* Work instructions
Render every line of the items below as a numbered list, leaving out any blank lines.

Data lines
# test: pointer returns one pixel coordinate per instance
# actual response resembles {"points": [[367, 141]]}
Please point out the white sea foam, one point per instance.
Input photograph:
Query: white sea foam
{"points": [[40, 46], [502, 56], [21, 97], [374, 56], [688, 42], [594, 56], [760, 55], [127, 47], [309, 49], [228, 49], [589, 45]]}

* Exercise result
1. # test: pointer returns one pixel coordinate per instance
2. # actual response resembles {"points": [[367, 141]]}
3. Please point out the white sea foam, one point per instance.
4. Input photograph:
5. Query: white sea foam
6. {"points": [[40, 46], [502, 56], [21, 97], [374, 56], [688, 42], [594, 56], [760, 55], [127, 47], [309, 49], [228, 49], [589, 45]]}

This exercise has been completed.